## TASK TO COMPLETE
Starting with the line that contains "Wildlife-count tagging: point out every instance of the freight" and going on through the end of the items, write those lines out again with the requests included, scaling every coordinate in the answers by 0.25 and rounding to whole numbers, halves up. Give only these lines.
· · ·
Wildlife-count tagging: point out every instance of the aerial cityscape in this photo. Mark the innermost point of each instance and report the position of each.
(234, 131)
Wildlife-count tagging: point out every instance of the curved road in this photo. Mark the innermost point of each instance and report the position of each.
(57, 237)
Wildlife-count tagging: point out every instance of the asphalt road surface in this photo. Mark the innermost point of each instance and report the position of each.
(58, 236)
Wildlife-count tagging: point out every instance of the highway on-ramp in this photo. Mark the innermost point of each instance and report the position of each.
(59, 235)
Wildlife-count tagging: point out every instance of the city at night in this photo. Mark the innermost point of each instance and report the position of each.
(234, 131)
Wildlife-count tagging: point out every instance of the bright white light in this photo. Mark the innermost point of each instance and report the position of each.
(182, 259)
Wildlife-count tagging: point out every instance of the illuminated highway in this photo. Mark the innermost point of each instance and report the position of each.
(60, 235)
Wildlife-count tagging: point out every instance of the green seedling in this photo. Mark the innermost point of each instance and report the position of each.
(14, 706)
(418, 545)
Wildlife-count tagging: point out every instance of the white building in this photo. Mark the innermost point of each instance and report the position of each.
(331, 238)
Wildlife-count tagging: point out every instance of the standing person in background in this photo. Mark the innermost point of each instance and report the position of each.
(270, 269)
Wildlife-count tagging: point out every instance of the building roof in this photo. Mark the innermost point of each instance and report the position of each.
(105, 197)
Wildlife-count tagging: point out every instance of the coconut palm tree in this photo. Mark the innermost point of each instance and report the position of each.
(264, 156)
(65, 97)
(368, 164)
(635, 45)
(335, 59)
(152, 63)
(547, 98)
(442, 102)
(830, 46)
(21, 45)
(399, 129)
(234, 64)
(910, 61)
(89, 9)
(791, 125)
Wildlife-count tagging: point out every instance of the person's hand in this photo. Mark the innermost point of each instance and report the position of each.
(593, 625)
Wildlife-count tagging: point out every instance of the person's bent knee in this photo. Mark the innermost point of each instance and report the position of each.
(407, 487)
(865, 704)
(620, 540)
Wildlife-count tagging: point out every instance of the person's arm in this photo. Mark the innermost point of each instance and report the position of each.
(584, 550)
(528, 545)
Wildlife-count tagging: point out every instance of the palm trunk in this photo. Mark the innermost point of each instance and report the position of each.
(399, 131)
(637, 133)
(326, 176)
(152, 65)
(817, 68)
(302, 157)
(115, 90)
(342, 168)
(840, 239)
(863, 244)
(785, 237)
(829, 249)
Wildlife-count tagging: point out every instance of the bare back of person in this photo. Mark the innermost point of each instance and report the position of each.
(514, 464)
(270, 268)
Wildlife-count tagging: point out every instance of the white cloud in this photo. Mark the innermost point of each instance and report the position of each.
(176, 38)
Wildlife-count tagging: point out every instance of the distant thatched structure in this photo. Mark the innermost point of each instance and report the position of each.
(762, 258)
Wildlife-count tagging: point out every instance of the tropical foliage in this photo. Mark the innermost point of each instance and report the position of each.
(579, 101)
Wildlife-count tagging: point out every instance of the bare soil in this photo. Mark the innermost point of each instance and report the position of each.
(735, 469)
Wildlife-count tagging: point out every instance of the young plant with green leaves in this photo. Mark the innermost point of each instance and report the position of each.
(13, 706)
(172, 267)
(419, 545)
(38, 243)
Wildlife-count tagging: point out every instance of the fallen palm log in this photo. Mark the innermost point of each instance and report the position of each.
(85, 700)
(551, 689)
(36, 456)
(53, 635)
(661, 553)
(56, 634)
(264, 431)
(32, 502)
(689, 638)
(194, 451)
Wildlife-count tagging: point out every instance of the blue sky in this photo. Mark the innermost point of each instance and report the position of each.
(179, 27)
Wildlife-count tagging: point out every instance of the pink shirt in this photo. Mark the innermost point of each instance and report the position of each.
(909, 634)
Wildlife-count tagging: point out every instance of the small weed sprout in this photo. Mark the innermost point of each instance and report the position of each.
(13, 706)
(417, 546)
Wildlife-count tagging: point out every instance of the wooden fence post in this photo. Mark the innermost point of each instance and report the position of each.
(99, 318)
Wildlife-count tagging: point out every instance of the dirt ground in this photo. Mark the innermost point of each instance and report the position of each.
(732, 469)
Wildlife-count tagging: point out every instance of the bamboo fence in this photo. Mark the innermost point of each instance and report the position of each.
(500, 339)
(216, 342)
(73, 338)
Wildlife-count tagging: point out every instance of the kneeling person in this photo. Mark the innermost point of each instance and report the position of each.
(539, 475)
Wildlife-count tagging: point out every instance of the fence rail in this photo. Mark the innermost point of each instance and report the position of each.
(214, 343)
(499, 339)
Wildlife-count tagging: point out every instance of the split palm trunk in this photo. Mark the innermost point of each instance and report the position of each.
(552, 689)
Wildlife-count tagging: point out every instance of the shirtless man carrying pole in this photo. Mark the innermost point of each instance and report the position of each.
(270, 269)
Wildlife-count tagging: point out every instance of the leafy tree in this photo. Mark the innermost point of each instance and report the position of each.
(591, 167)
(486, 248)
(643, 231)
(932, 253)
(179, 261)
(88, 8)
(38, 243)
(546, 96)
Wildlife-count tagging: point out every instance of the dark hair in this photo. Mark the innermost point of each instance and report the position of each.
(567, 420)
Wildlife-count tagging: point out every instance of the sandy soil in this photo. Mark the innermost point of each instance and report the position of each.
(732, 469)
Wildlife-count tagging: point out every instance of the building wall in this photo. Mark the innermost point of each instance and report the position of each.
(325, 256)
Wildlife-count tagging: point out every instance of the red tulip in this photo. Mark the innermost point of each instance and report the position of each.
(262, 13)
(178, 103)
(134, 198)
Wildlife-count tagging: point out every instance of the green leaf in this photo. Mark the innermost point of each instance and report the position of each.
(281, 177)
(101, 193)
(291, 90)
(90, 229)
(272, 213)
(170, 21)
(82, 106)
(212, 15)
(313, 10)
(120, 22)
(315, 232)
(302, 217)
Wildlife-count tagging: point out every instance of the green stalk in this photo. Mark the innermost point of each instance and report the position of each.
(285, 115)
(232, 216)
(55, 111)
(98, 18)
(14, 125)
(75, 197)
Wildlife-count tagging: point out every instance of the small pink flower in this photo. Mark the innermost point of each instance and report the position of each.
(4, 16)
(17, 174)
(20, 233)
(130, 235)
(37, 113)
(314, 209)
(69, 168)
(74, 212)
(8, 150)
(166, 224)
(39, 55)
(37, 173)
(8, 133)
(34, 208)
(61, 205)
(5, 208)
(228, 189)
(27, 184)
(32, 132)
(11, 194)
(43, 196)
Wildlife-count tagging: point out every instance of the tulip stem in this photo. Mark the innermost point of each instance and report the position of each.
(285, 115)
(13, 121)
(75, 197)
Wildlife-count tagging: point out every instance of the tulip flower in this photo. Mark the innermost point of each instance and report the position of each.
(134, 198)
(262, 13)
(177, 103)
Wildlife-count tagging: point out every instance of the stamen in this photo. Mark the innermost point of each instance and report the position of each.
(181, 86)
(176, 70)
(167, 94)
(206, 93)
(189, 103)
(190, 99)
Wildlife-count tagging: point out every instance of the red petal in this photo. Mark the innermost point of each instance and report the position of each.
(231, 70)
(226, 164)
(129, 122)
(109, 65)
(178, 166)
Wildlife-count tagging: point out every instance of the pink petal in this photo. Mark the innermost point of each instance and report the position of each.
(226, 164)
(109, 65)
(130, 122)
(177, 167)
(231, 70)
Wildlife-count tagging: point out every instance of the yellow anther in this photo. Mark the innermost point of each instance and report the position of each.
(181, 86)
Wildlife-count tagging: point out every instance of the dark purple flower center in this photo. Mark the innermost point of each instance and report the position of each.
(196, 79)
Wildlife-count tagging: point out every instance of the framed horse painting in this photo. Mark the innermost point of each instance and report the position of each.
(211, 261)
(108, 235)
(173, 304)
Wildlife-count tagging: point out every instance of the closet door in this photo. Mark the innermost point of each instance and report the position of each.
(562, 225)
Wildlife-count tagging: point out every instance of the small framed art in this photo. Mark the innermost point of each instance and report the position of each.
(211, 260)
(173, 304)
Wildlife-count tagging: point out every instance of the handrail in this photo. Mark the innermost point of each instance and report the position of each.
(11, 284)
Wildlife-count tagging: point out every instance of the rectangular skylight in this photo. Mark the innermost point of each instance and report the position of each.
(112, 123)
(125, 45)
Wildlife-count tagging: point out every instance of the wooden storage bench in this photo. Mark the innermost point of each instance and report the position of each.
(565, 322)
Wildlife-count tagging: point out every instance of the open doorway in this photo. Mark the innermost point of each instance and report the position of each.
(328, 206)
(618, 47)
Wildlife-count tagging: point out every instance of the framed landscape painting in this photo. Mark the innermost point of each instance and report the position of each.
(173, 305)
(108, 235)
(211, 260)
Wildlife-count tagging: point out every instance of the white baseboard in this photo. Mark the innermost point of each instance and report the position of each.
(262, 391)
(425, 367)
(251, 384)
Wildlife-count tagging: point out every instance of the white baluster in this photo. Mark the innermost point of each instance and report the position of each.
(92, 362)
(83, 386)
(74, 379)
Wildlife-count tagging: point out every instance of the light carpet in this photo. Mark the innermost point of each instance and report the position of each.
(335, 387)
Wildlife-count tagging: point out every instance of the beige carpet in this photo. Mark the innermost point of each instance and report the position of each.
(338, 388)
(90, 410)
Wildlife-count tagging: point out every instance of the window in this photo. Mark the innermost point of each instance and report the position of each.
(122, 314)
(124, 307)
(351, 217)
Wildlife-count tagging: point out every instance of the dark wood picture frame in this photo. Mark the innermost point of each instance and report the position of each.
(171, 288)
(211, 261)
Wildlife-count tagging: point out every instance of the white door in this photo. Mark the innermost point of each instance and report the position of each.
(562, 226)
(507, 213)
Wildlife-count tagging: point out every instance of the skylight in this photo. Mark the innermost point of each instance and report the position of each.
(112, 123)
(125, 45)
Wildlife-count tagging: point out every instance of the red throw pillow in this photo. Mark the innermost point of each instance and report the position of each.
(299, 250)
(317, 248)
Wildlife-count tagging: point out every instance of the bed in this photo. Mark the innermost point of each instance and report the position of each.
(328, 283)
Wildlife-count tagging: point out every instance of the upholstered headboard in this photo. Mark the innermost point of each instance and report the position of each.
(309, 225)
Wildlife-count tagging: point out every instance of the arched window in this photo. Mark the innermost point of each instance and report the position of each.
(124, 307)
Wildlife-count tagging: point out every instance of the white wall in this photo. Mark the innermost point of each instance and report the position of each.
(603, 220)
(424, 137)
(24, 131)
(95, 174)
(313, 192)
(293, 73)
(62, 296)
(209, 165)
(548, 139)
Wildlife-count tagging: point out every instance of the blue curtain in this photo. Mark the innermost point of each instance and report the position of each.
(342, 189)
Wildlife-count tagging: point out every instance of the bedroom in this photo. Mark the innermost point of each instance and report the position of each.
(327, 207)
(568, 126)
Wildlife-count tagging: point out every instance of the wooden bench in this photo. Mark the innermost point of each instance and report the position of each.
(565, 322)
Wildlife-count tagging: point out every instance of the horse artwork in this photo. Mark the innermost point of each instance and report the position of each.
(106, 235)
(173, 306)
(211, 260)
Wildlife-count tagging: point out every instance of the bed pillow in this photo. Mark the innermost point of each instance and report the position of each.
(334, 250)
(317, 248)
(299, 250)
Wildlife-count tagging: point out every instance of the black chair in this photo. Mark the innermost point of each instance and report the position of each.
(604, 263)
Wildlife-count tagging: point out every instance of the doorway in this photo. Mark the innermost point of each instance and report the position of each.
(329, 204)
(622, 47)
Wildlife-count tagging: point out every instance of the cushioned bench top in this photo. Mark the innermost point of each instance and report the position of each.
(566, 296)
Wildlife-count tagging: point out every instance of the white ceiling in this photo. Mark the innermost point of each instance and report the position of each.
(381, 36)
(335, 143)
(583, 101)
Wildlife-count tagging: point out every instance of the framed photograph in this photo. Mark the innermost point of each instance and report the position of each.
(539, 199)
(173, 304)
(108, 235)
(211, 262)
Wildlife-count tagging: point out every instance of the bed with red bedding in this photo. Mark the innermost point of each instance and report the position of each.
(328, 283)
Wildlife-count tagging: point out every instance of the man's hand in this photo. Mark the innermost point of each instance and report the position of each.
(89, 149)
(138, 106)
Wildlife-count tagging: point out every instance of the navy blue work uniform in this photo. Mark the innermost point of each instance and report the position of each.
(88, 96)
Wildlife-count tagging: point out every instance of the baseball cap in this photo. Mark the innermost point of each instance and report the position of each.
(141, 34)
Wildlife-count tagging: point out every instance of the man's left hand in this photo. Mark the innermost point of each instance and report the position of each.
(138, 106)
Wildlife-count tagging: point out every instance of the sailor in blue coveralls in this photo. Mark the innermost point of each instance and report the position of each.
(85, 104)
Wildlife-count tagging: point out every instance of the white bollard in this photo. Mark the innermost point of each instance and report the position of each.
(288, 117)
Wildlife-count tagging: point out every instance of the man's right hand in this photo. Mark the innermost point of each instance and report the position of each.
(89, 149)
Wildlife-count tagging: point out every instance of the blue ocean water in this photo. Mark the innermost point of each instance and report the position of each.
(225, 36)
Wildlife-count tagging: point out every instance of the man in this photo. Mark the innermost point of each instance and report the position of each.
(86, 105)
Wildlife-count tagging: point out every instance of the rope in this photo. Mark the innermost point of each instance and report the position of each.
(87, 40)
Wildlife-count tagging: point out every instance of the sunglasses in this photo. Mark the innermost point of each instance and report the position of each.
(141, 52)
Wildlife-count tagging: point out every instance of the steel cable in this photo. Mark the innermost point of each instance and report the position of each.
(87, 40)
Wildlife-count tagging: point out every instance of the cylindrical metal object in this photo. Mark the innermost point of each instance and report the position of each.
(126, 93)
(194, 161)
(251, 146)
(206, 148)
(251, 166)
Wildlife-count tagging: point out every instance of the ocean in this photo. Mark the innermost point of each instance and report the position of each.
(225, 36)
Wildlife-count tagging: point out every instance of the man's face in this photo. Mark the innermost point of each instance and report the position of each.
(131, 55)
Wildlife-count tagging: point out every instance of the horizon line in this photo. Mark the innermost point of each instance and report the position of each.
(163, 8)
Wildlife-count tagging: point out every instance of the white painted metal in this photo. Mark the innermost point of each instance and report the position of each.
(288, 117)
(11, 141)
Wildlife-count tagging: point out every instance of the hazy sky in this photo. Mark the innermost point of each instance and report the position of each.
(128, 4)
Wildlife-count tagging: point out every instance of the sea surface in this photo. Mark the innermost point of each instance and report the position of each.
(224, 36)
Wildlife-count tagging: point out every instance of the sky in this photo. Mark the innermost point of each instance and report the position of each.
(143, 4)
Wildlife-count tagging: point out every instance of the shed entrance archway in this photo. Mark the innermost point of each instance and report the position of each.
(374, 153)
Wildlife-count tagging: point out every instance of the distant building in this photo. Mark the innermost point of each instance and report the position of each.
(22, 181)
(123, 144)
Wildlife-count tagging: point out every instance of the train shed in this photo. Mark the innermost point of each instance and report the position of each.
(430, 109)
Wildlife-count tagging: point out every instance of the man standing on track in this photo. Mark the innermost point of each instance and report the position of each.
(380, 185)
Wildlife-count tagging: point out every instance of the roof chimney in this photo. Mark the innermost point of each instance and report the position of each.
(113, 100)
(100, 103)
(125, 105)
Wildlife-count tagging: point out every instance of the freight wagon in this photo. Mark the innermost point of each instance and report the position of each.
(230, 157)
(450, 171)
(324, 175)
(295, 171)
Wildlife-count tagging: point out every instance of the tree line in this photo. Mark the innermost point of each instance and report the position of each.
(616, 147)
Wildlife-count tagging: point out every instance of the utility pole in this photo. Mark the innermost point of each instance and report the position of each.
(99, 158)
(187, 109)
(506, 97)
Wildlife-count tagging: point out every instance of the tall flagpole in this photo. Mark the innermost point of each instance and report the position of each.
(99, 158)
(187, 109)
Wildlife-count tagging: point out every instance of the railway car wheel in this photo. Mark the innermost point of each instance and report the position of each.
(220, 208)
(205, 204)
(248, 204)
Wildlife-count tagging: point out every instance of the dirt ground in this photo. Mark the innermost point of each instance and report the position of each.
· · ·
## OUTPUT OF THE EXERCISE
Wildlife-count tagging: point out every instance of the freight wagon in this photo. Mark the innermost point of each instance and report the position of each.
(58, 39)
(113, 43)
(81, 44)
(74, 43)
Wildlife-count tagging: point out every instance of the tree line in this photo. Mark the innermost point of each instance and report the position of each.
(154, 37)
Wildlife-count tagging: point out every instance of the utility pole in this photo. Mark the innermost point of each instance and report the position of each.
(25, 40)
(47, 27)
(127, 24)
Wildlife-count tagging: point out every instance of the tall flagpole in this photo. Mark the innermost point of each instance and report the position of each.
(25, 40)
(47, 27)
Wildlife-count tagging: point out every instance of the railway car wheel in this photo. Mark the innermost point of each instance and report the position of each.
(55, 52)
(51, 51)
(62, 51)
Wildlife-count tagging: point out every instance of the dirt ground in this photo. Mark the innermost point of each instance and report the position of each.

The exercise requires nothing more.